### What the exercise asks
Copy every line of the records below word for word, but leave out the pictures.

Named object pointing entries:
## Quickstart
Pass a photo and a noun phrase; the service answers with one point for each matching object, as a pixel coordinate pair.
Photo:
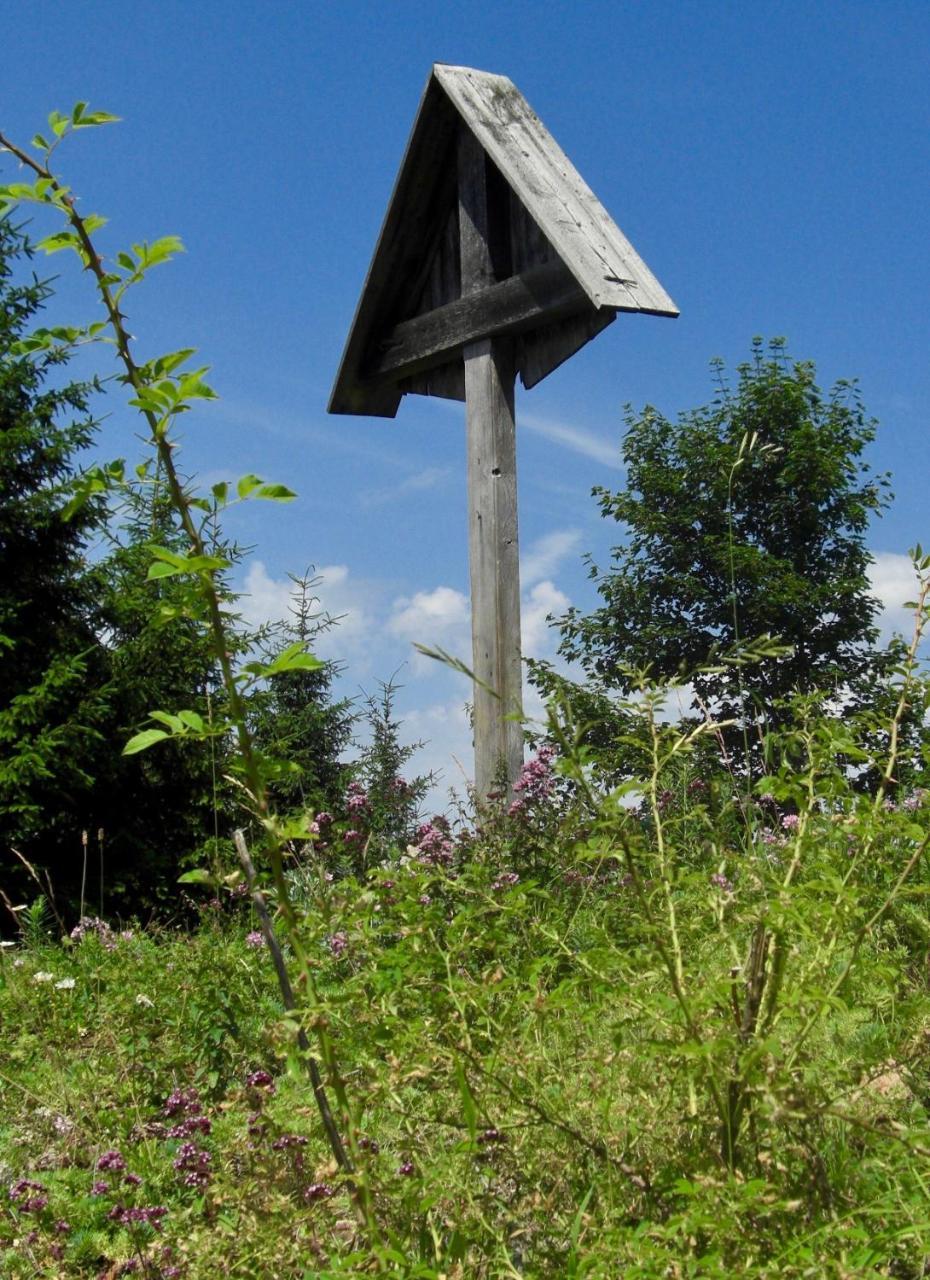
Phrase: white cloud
(893, 581)
(267, 599)
(546, 554)
(417, 483)
(439, 618)
(447, 752)
(576, 438)
(537, 636)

### Expected output
## Quickstart
Pass a photo and a noun phrase; the service answers with one point for each matching object, as a pixel coordinate pair.
Photo:
Phrase: white cloud
(893, 581)
(267, 599)
(546, 554)
(417, 483)
(439, 618)
(447, 752)
(576, 438)
(537, 636)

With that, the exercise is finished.